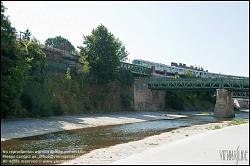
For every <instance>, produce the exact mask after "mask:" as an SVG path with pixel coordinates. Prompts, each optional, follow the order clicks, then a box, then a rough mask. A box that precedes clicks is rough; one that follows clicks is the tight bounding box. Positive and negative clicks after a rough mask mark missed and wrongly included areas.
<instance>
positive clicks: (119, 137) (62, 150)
mask: <svg viewBox="0 0 250 166" xmlns="http://www.w3.org/2000/svg"><path fill="white" fill-rule="evenodd" d="M248 118H249V114H248V113H243V112H241V113H238V114H236V116H235V118H234V119H248ZM222 120H225V119H216V118H214V117H213V116H212V115H210V114H207V115H203V114H199V115H190V116H188V117H186V118H180V119H175V120H153V121H146V122H139V123H131V124H123V125H110V126H100V127H90V128H84V129H75V130H68V131H60V132H55V133H49V134H44V135H39V136H31V137H25V138H19V139H12V140H7V141H3V142H1V153H2V157H1V163H2V164H24V163H22V162H25V161H26V162H27V161H29V162H27V163H25V164H32V165H33V164H57V163H61V162H63V161H66V160H71V159H74V158H76V157H78V156H80V155H82V154H85V153H88V152H90V151H91V150H94V149H99V148H104V147H109V146H112V145H116V144H120V143H126V142H130V141H136V140H140V139H143V138H145V137H148V136H152V135H156V134H160V133H163V132H168V131H171V130H173V129H176V128H180V127H186V126H191V125H196V124H204V123H211V122H219V121H222ZM226 120H230V119H226ZM13 151H16V152H13ZM11 153H14V154H15V157H16V158H18V157H17V156H21V155H23V157H20V158H25V161H21V160H16V161H15V163H13V160H10V159H9V158H11V156H12V157H13V154H11ZM3 155H5V156H3ZM24 155H26V156H24ZM3 160H5V161H3ZM32 162H33V163H32Z"/></svg>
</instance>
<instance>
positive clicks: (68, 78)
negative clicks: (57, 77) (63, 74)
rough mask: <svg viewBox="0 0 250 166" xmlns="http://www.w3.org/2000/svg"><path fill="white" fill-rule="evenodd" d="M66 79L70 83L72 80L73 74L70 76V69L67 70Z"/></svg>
mask: <svg viewBox="0 0 250 166" xmlns="http://www.w3.org/2000/svg"><path fill="white" fill-rule="evenodd" d="M65 79H66V80H68V81H70V80H71V74H70V68H67V71H66V74H65Z"/></svg>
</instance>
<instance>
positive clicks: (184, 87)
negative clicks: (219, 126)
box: [148, 78, 249, 96]
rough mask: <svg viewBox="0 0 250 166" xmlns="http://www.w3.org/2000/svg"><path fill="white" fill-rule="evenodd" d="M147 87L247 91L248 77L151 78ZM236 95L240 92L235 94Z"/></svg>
mask: <svg viewBox="0 0 250 166" xmlns="http://www.w3.org/2000/svg"><path fill="white" fill-rule="evenodd" d="M148 88H149V89H158V90H177V89H181V90H211V89H214V90H216V89H227V90H229V91H237V92H238V91H241V92H248V91H249V79H228V78H216V79H212V78H210V79H208V78H179V79H174V78H151V79H149V82H148ZM237 95H238V96H239V95H240V93H238V94H237Z"/></svg>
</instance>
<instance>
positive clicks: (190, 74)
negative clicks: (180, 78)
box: [184, 70, 195, 78]
mask: <svg viewBox="0 0 250 166" xmlns="http://www.w3.org/2000/svg"><path fill="white" fill-rule="evenodd" d="M184 76H185V77H188V78H195V75H194V74H193V73H192V71H191V70H186V71H185V73H184Z"/></svg>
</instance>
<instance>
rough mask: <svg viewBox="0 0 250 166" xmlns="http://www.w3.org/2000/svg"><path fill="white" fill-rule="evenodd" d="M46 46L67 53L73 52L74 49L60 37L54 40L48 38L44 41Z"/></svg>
mask: <svg viewBox="0 0 250 166" xmlns="http://www.w3.org/2000/svg"><path fill="white" fill-rule="evenodd" d="M45 45H46V46H52V47H54V48H58V49H62V50H65V51H68V52H75V51H76V50H75V47H74V46H73V45H72V44H71V43H70V41H69V40H68V39H65V38H63V37H62V36H56V37H54V38H48V39H47V40H46V41H45Z"/></svg>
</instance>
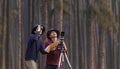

Exercise description> Can you retype all of the records above character for character, leaving the pictures out of your answer?

Reply to the exercise>
For every <instance>, produce the exact mask after "mask:" as an SVG path with pixel coordinates. Prompts, each optional, follow the order clicks, then a box, then a rough mask. A box that precedes clicks is rough; one that follows clicks is the tight bounding box. Positive and negative clicks after a rough mask mark missed and wrongly included areas.
<instance>
positive clicks: (119, 137) (62, 150)
mask: <svg viewBox="0 0 250 166" xmlns="http://www.w3.org/2000/svg"><path fill="white" fill-rule="evenodd" d="M248 118H249V114H248V113H243V112H241V113H238V114H236V116H235V118H234V119H248ZM222 120H225V119H216V118H214V117H213V116H212V115H210V114H207V115H203V114H199V115H190V116H188V117H186V118H180V119H175V120H153V121H146V122H139V123H131V124H123V125H110V126H100V127H90V128H84V129H75V130H68V131H60V132H55V133H49V134H44V135H39V136H31V137H25V138H19V139H12V140H7V141H3V142H1V153H2V157H1V163H2V164H24V163H22V162H25V161H26V162H27V161H29V162H27V163H25V164H32V165H33V164H57V163H61V162H63V161H66V160H71V159H74V158H76V157H78V156H80V155H82V154H85V153H88V152H90V151H91V150H94V149H99V148H104V147H109V146H112V145H116V144H120V143H126V142H130V141H136V140H140V139H143V138H145V137H148V136H152V135H156V134H160V133H163V132H168V131H171V130H173V129H176V128H180V127H186V126H191V125H196V124H204V123H211V122H219V121H222ZM226 120H230V119H226ZM13 151H16V152H13ZM11 153H14V154H15V157H16V158H18V157H17V156H21V155H23V157H20V158H25V161H21V160H16V161H15V163H13V160H10V159H9V158H11V156H12V157H13V154H11ZM3 155H5V156H3ZM24 155H26V156H24ZM3 160H5V161H3ZM32 162H33V163H32Z"/></svg>
</instance>
<instance>
positive clicks: (68, 78)
negative clicks: (57, 77) (63, 74)
rough mask: <svg viewBox="0 0 250 166" xmlns="http://www.w3.org/2000/svg"><path fill="white" fill-rule="evenodd" d="M66 79L70 83L72 80L73 74L70 76V69L67 70Z"/></svg>
mask: <svg viewBox="0 0 250 166" xmlns="http://www.w3.org/2000/svg"><path fill="white" fill-rule="evenodd" d="M65 79H66V80H68V81H70V80H71V74H70V68H67V71H66V74H65Z"/></svg>
</instance>
<instance>
positive clicks: (184, 87)
negative clicks: (219, 126)
box: [148, 78, 249, 96]
rough mask: <svg viewBox="0 0 250 166" xmlns="http://www.w3.org/2000/svg"><path fill="white" fill-rule="evenodd" d="M147 87L247 91L248 77L151 78ZM236 95L240 92L235 94Z"/></svg>
mask: <svg viewBox="0 0 250 166" xmlns="http://www.w3.org/2000/svg"><path fill="white" fill-rule="evenodd" d="M148 88H149V89H158V90H177V89H181V90H211V89H214V90H216V89H227V90H229V91H237V92H238V91H241V92H248V91H249V79H228V78H216V79H212V78H210V79H208V78H179V79H174V78H151V79H149V82H148ZM237 95H238V96H239V95H240V93H238V94H237Z"/></svg>
</instance>
<instance>
positive clicks: (190, 74)
negative clicks: (180, 78)
box: [184, 70, 195, 78]
mask: <svg viewBox="0 0 250 166" xmlns="http://www.w3.org/2000/svg"><path fill="white" fill-rule="evenodd" d="M184 76H185V77H188V78H195V75H194V74H193V73H192V71H191V70H186V71H185V73H184Z"/></svg>
</instance>
<instance>
rough mask: <svg viewBox="0 0 250 166" xmlns="http://www.w3.org/2000/svg"><path fill="white" fill-rule="evenodd" d="M46 46L67 53L73 52L74 49L60 37L54 40L48 38L44 41Z"/></svg>
mask: <svg viewBox="0 0 250 166" xmlns="http://www.w3.org/2000/svg"><path fill="white" fill-rule="evenodd" d="M45 45H46V46H52V47H54V48H58V49H62V50H65V51H68V52H75V51H76V50H75V47H74V46H73V45H72V44H71V43H70V41H69V40H68V39H65V38H63V37H62V36H56V37H54V38H48V39H47V40H46V41H45Z"/></svg>
</instance>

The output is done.